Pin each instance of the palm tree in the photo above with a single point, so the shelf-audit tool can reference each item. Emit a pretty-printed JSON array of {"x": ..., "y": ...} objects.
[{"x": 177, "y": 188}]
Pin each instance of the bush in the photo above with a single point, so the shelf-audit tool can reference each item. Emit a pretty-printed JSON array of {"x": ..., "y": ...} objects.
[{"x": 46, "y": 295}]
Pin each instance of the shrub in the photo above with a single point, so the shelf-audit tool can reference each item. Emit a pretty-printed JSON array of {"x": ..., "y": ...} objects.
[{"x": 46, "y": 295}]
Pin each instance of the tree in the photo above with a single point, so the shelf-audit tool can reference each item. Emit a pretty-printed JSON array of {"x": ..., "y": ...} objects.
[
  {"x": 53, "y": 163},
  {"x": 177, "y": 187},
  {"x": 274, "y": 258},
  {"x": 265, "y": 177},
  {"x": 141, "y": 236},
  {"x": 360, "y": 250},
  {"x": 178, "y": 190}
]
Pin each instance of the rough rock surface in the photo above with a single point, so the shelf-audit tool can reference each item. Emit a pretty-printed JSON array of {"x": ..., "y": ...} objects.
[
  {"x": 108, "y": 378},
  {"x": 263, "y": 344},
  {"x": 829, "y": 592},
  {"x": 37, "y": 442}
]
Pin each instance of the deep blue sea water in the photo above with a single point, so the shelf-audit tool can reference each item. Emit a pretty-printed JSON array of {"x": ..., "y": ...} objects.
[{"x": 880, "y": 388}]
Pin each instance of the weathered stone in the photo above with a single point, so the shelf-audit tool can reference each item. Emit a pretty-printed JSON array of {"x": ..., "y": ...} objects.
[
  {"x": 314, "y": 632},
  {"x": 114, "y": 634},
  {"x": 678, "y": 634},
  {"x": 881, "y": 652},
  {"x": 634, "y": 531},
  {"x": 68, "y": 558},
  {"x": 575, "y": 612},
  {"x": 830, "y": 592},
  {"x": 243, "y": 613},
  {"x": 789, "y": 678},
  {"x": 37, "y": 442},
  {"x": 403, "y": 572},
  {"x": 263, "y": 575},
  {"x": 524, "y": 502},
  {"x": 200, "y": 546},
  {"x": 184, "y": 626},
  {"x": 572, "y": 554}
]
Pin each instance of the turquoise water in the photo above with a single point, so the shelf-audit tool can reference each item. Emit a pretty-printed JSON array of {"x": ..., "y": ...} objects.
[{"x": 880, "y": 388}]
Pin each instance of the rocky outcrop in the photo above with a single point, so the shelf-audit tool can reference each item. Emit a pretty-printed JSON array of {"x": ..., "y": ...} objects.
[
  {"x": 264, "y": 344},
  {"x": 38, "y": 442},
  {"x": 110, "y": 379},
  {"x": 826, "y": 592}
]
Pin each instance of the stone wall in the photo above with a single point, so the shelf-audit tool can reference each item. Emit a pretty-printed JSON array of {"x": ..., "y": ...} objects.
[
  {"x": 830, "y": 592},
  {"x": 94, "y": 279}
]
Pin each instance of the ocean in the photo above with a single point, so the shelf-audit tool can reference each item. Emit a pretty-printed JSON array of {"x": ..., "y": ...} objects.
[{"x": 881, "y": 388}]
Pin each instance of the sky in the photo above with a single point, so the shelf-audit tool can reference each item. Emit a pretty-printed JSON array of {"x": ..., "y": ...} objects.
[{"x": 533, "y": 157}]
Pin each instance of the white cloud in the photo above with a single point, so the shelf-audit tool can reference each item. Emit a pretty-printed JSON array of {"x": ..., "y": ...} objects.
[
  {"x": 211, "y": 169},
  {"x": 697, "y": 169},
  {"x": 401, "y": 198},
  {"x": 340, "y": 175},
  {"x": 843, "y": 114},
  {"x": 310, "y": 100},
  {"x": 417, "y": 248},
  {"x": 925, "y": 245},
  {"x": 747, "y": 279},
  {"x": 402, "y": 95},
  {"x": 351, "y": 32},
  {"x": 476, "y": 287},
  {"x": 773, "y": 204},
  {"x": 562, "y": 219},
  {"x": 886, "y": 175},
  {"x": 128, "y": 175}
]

──────

## WHAT TO PRODUCE
Everything from the line containing "Pin each instance of the white" through the last line of the records must be given again exactly; leave out all other lines.

## RESULT OF THE EXERCISE
Pin each instance of the white cloud in the photo above with a single point, so the shelf-audit tool can reference each item. Emit a pretty-printed JSON array of {"x": ..., "y": ...} objects.
[
  {"x": 211, "y": 169},
  {"x": 697, "y": 169},
  {"x": 401, "y": 198},
  {"x": 340, "y": 175},
  {"x": 843, "y": 114},
  {"x": 310, "y": 100},
  {"x": 417, "y": 248},
  {"x": 925, "y": 245},
  {"x": 747, "y": 279},
  {"x": 402, "y": 95},
  {"x": 351, "y": 32},
  {"x": 476, "y": 287},
  {"x": 773, "y": 204},
  {"x": 562, "y": 219},
  {"x": 886, "y": 175},
  {"x": 128, "y": 175}
]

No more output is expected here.